● Required work
Print every record below exactly as written.

▼

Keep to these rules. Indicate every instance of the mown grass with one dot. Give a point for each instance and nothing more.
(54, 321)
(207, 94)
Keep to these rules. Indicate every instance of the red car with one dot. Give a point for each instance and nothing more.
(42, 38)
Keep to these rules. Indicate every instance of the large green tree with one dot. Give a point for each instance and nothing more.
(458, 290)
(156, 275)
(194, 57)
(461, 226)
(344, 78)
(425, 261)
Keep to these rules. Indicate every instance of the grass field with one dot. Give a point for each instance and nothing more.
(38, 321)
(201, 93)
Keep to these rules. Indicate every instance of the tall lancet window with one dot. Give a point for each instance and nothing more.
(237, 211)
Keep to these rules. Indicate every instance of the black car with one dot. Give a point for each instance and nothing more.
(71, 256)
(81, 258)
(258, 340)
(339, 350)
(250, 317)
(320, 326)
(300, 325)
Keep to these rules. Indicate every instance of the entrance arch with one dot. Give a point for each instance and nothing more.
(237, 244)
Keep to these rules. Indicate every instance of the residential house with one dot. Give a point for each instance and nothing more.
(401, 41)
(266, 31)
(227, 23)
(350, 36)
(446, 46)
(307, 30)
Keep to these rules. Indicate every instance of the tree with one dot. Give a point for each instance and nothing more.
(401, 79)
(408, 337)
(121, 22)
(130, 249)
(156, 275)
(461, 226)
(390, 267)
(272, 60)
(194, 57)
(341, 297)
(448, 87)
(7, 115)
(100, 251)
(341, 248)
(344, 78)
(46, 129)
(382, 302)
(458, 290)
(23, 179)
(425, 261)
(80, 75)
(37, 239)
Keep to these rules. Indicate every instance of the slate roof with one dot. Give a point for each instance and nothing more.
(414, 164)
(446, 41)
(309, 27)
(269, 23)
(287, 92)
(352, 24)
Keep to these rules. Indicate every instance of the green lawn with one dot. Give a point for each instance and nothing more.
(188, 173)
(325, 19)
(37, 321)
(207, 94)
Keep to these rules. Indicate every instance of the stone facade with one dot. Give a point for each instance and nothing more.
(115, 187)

▲

● Expected output
Keep to these rules. Indicate every instance of the mown grass with one dot. Give a point for each instance and nothing more.
(54, 321)
(207, 94)
Keep to these rules. Indicate every instance of the red car with one dot. Give a point for each instance and nothing more.
(42, 38)
Keep to these rules. Indicate every instance of the large green tree with one dot. Give a point for each instance and nothing more.
(458, 290)
(156, 275)
(194, 57)
(461, 226)
(344, 78)
(425, 261)
Keep to these rules. Indicate every instance of the grass field with one dot. Give a point for each instance and nothing more.
(38, 321)
(201, 93)
Keep to these rules. Indicate every instance of the tall lancet window with one dot. Give a point for each instance and nothing more.
(237, 211)
Keep to these rules. Indicate every instance of the black car with one dot. Give a point for each instance and nothing more.
(71, 256)
(81, 258)
(258, 340)
(339, 350)
(250, 317)
(320, 326)
(300, 325)
Keep to these rules. Indicate every instance of the entrance arch with one dot. Give a point for each instance and nothing more.
(237, 244)
Keep to these rules. Indicate every instance of the residential house with one dot. Give a point for each instance and nothing more.
(401, 41)
(266, 31)
(227, 23)
(350, 36)
(446, 46)
(307, 30)
Keep to these rules. Indicate every instance of the tree with one dot. Give a point for each instance and nothing more.
(401, 79)
(408, 337)
(121, 22)
(130, 249)
(156, 275)
(461, 226)
(390, 267)
(272, 60)
(194, 57)
(341, 297)
(448, 87)
(7, 115)
(100, 251)
(341, 248)
(344, 78)
(46, 129)
(382, 302)
(458, 290)
(23, 179)
(425, 261)
(80, 75)
(37, 239)
Keep to these rules. Indicate every instance of the slate roof with one dot. Give a point for each instance and nothing more.
(414, 164)
(446, 41)
(309, 27)
(269, 23)
(287, 92)
(352, 24)
Keep to these rules. Indicate every instance of the green lawn with one dot. Give a point for each instance and nothing more.
(188, 173)
(325, 19)
(37, 321)
(207, 94)
Keep to these rules. Indicate every instance of the stone facade with one dot. Give a point for each instance and nothing more.
(115, 187)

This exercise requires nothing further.